Exercise aim: Return each entry exactly, with none missing.

Dataset extract:
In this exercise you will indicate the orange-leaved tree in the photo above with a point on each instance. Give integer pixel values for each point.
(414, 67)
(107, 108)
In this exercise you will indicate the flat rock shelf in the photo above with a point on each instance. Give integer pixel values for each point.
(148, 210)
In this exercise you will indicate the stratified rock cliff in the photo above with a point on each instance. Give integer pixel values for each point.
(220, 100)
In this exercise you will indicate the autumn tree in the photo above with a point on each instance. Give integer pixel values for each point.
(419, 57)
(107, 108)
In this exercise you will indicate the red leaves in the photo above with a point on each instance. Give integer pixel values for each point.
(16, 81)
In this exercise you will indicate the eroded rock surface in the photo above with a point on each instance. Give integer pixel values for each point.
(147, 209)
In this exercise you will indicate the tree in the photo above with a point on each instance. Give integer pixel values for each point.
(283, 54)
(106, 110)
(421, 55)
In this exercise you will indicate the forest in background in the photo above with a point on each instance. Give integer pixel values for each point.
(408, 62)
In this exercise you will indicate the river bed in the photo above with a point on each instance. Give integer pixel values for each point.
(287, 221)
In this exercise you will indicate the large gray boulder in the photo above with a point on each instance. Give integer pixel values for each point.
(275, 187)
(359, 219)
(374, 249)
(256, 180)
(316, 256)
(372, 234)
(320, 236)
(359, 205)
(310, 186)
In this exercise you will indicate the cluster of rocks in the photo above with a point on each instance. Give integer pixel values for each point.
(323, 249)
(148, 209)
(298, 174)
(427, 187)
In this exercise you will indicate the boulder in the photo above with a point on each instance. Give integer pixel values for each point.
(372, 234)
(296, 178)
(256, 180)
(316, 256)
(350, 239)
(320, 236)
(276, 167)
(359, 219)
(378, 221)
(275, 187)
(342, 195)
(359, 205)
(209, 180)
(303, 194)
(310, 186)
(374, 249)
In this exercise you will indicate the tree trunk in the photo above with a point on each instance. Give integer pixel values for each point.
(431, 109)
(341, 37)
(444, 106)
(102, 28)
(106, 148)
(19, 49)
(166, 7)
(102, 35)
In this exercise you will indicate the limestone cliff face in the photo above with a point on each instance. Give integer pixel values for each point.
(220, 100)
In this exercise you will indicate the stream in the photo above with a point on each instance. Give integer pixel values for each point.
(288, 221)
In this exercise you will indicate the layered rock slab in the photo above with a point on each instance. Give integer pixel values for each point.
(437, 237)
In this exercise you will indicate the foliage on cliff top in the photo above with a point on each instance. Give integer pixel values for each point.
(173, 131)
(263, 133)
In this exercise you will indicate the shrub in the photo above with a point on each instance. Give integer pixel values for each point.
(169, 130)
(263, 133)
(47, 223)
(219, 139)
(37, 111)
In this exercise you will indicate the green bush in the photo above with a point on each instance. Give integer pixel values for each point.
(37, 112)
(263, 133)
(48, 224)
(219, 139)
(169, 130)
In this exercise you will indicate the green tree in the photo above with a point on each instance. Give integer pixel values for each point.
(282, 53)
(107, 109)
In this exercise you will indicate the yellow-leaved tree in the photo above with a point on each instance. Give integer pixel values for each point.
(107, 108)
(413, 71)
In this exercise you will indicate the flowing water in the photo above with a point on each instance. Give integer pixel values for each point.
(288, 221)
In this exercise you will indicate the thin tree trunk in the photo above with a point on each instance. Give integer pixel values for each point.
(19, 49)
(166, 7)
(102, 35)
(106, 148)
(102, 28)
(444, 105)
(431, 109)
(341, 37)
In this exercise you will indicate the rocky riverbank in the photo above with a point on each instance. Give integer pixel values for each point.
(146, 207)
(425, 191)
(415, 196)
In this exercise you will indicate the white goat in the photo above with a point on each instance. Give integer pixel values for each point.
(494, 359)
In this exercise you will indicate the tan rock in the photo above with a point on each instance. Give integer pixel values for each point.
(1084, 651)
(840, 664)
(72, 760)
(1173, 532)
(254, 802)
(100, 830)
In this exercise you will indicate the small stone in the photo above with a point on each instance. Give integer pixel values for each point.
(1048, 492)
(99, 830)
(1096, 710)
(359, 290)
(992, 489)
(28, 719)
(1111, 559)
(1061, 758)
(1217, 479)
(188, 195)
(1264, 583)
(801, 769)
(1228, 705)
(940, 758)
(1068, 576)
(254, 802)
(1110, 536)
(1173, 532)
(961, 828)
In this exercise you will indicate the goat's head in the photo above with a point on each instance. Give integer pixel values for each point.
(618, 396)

The output:
In this exercise you will indicate the orange-leaved tree in the photo above with a point on each instance. Give integer pixel values for each point.
(414, 67)
(107, 108)
In this exercise you will indicate the flat rock shelf in the photo above with a point on each instance. Give integer pixel values for each point.
(148, 210)
In this exercise you will indicate the stratified rock cliff in the photo above with a point on each instance. Give integer pixel values for each point.
(220, 100)
In this exercise you will indicate the autumn tree in the photo above with a point on each instance. Give integer pixel values for each point.
(419, 57)
(107, 108)
In this exercise you will indicate the red leaves in the photo above with a point on each instance. Give integer pixel values for each point.
(16, 81)
In this exercise you will indicate the eroded rock surface in the photo above with a point on each instance. Give integer pixel values for each point.
(147, 209)
In this exercise you will indicate the tree in the photo above with a point on each instance. Give integer pixel values for each point.
(283, 54)
(106, 110)
(421, 55)
In this exercise you will indicate the forest in background in the photo above with a point on each instance. Give integer pixel values for each point.
(408, 62)
In this exercise you will indicate the river bed in the photo above with a point on each instance. Give integer pixel values for each point.
(287, 221)
In this exercise you will indicate the large gray boulder in the photo above with a point on each instance. Give integer pixel values for each point.
(275, 187)
(359, 219)
(374, 249)
(256, 180)
(316, 256)
(372, 234)
(320, 236)
(359, 205)
(310, 186)
In this exercise you will indicate the cluster of rocks in the photo above with a point on each instance. Give integer pixel values for each point.
(323, 249)
(148, 209)
(298, 174)
(427, 187)
In this exercise you will indicate the boulder in the photo above with a point on each instance. Give integer pixel values for each point.
(372, 234)
(296, 178)
(256, 180)
(316, 256)
(350, 239)
(320, 236)
(276, 167)
(359, 219)
(378, 221)
(275, 187)
(342, 195)
(359, 205)
(209, 180)
(303, 194)
(310, 186)
(374, 249)
In this exercise you will indicate the tree trunk in the photo above with a point on each instance. Give integer pixel values for each point.
(431, 109)
(341, 37)
(444, 106)
(102, 28)
(106, 148)
(19, 49)
(166, 7)
(102, 35)
In this exercise you will indicate the limestone cliff face in the photo above with a point on each instance. Give integer pixel values for each point.
(220, 100)
In this exercise you will indicate the stream in the photo above with a point on each instance. Give integer pixel values for each point.
(288, 221)
In this exercise you will indicate the layered rock slab in the photo above with a point on each instance. Give integer pixel values for each point.
(437, 237)
In this exercise you will indicate the foliage on cliff top in the photo above with a point on each instance. Give integer pixel values for each point.
(173, 131)
(263, 133)
In this exercise you will indicate the shrub in the photo above with a point on each instance. Give integer pixel values for each point.
(169, 130)
(263, 133)
(47, 223)
(219, 139)
(37, 111)
In this exercise you will indicate the green bush in the photo above with a point on each instance. Give integer pixel values for each point.
(37, 112)
(263, 133)
(48, 224)
(219, 139)
(169, 130)
In this exercise you will indicate the green tree in the photo above with a point on each instance. Give integer pixel values for each point.
(282, 53)
(107, 109)
In this exercise you will indicate the yellow-leaved tree in the photo above with a point on each instance. Give integer pixel values for each point.
(107, 108)
(413, 71)
In this exercise you will indicate the flowing water in the photo above with a point on each instance. Give integer pixel values for each point.
(288, 221)
In this exercise you will indicate the thin tree trunk in the photo above with a point on each instance. Give integer pixel values for each point.
(19, 49)
(166, 7)
(102, 35)
(106, 148)
(102, 28)
(444, 105)
(431, 109)
(341, 37)
In this exercise you will indicate the rocky riverbank in the photo above with a point on each instance. Give integer pixel values for each point.
(146, 207)
(425, 191)
(415, 196)
In this exercise you will indicate the white goat in the photo above with a point on each instance. Give integer pixel values for each point.
(494, 359)
In this exercise you will indicate the tan rock in the photo above with a point on each instance. Give integer pixel values for each point.
(1084, 651)
(840, 664)
(72, 760)
(1173, 532)
(254, 802)
(100, 830)
In this exercise you will indicate the small stone in the photo above with a point on each instance. Give integer pixel values for each point.
(1048, 492)
(99, 830)
(1096, 710)
(359, 290)
(992, 489)
(28, 719)
(1111, 559)
(1061, 758)
(1217, 479)
(188, 195)
(1264, 583)
(801, 769)
(1228, 705)
(940, 758)
(1068, 576)
(254, 802)
(1110, 536)
(1173, 532)
(961, 828)
In this exercise you will indicate the goat's head in the photo above with a point on each instance. Give integer pixel values for each point.
(618, 396)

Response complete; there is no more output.